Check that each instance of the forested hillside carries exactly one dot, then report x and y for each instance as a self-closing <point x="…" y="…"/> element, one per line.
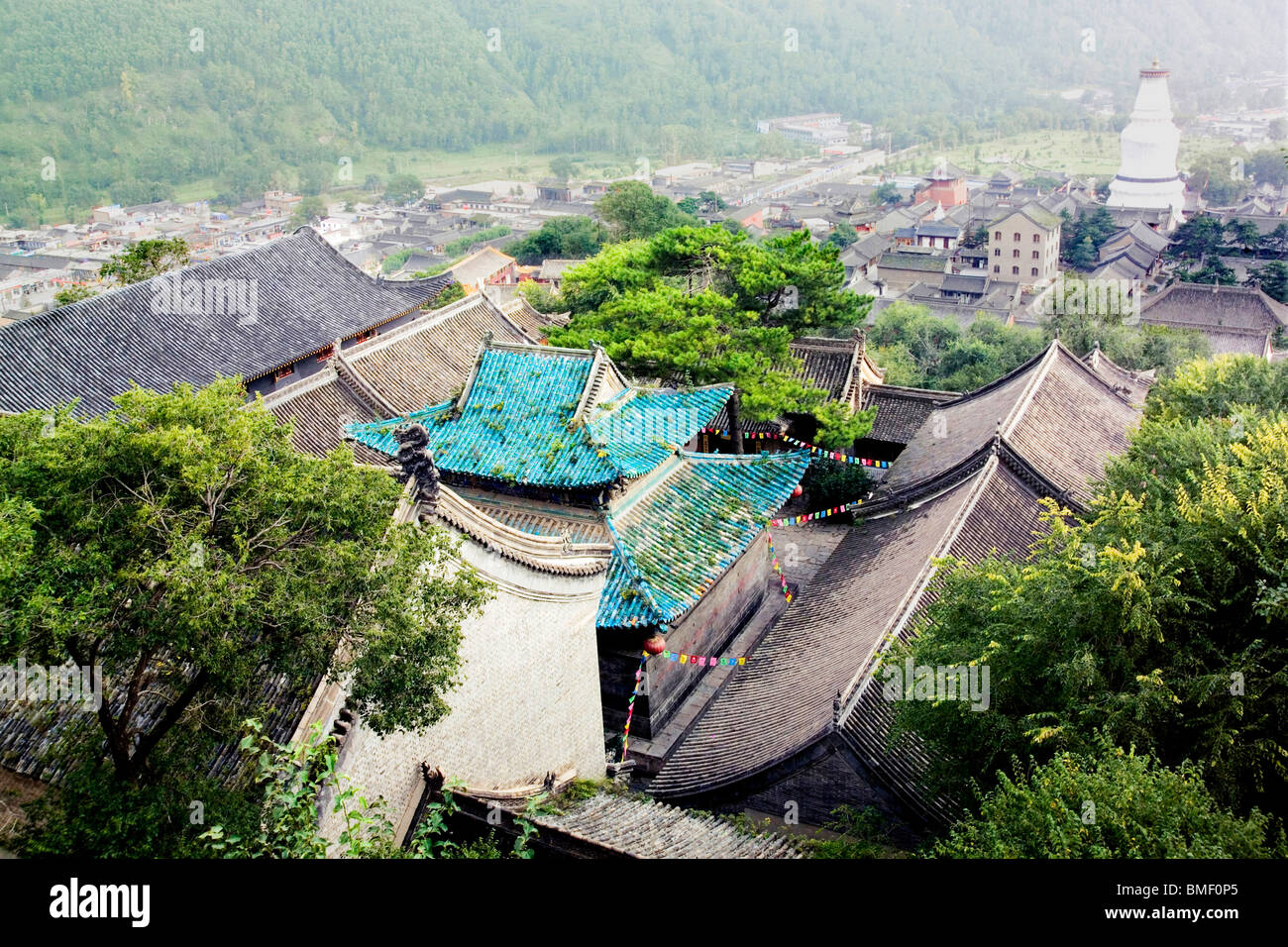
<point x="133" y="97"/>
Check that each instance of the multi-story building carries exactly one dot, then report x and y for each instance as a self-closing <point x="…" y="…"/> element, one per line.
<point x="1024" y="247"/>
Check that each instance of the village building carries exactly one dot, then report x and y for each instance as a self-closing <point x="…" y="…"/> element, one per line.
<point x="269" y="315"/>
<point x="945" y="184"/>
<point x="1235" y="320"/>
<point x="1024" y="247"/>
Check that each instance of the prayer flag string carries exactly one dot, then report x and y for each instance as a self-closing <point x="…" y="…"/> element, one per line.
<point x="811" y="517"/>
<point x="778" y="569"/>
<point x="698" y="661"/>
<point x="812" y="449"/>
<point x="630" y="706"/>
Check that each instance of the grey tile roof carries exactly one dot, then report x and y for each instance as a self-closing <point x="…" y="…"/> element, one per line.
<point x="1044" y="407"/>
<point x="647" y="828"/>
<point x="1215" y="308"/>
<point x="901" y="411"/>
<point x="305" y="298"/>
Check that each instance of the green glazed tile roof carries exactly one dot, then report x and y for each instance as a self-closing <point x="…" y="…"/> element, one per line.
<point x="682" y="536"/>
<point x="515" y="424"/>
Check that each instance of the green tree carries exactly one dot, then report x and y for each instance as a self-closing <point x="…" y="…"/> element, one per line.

TASK TO COMPLETE :: Copy all of the rows above word for word, leaving out the pictures.

REPLY ::
Check that each instance of the forested hillside carries exactly one dot, then report x and y for each instance as a self-closing <point x="…" y="…"/> element, one per line.
<point x="133" y="97"/>
Check that each instance of the multi-story building carries exactly one dot, then report x and y for each instance as a self-closing <point x="…" y="…"/> element, one per line.
<point x="1024" y="247"/>
Check that each instance of the village building carries exactly one dot, then report x and y for each instance as a self-closing <point x="…" y="…"/> element, one per line.
<point x="269" y="315"/>
<point x="945" y="184"/>
<point x="1235" y="320"/>
<point x="1024" y="247"/>
Check that each instance of the prayer flag string carries exactly one dot, then report x and y for each instance as a self-closing <point x="…" y="…"/> element, one per line.
<point x="811" y="517"/>
<point x="778" y="569"/>
<point x="698" y="661"/>
<point x="812" y="449"/>
<point x="630" y="706"/>
Check that each instance of the grey tile roof carries exactly one dot, then report x and y for each instance as a self-closing <point x="…" y="…"/> element, one per line.
<point x="1044" y="407"/>
<point x="647" y="828"/>
<point x="1215" y="308"/>
<point x="901" y="411"/>
<point x="305" y="298"/>
Check that each instance of the green glazed tile roof carries exactly one dot, then report x and y for each instance as a self-closing <point x="…" y="…"/> element, one per line.
<point x="682" y="536"/>
<point x="515" y="424"/>
Check that each instance of the green tree carries exactly one dot, then report x and y for each instance as a self-closing <point x="…" y="…"/> element, one per line.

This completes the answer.